- _Supplied data_:
┌──
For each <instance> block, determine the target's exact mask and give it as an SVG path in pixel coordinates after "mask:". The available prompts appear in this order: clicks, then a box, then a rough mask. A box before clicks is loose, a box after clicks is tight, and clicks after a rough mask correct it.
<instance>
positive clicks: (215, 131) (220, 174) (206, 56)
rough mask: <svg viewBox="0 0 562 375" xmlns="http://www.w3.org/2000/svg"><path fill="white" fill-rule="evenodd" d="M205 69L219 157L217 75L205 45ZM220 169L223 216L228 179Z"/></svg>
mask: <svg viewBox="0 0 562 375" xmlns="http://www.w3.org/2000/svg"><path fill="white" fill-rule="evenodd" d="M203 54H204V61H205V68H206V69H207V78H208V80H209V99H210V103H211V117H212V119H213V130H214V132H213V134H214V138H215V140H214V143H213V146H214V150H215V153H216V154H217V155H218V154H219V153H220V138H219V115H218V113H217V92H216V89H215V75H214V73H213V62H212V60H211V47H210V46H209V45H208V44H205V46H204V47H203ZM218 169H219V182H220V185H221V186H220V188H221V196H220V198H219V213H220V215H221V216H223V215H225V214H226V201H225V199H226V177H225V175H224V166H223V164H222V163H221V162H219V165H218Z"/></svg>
└──
Update the entries above by changing every "rough mask" to "coarse mask" and leaving all other text as it is.

For each <instance> block, determine the target's exact mask and give it as an SVG path in pixel coordinates after "mask:". The available prompts appear in this order: clicks, then a box, then a coarse mask. A box before clicks is loose, a box after clicks is tight, and clicks after a coarse mask correct it.
<instance>
positive clicks: (215, 131) (220, 174) (206, 56)
coarse mask: <svg viewBox="0 0 562 375" xmlns="http://www.w3.org/2000/svg"><path fill="white" fill-rule="evenodd" d="M205 69L219 157L217 75L205 45ZM220 169L223 216L228 179Z"/></svg>
mask: <svg viewBox="0 0 562 375" xmlns="http://www.w3.org/2000/svg"><path fill="white" fill-rule="evenodd" d="M203 54H204V61H205V68H206V69H207V78H208V80H209V99H210V103H211V117H212V119H213V130H214V132H213V134H214V138H215V140H214V143H213V146H214V150H215V153H216V154H217V155H218V154H219V153H220V138H219V115H218V113H217V92H216V89H215V75H214V73H213V62H212V60H211V47H210V46H209V45H208V44H205V46H204V47H203ZM218 169H219V182H220V185H221V186H220V188H221V196H220V198H219V213H220V215H221V216H223V215H225V214H226V201H225V199H226V177H225V175H224V166H223V164H222V163H221V162H219V165H218Z"/></svg>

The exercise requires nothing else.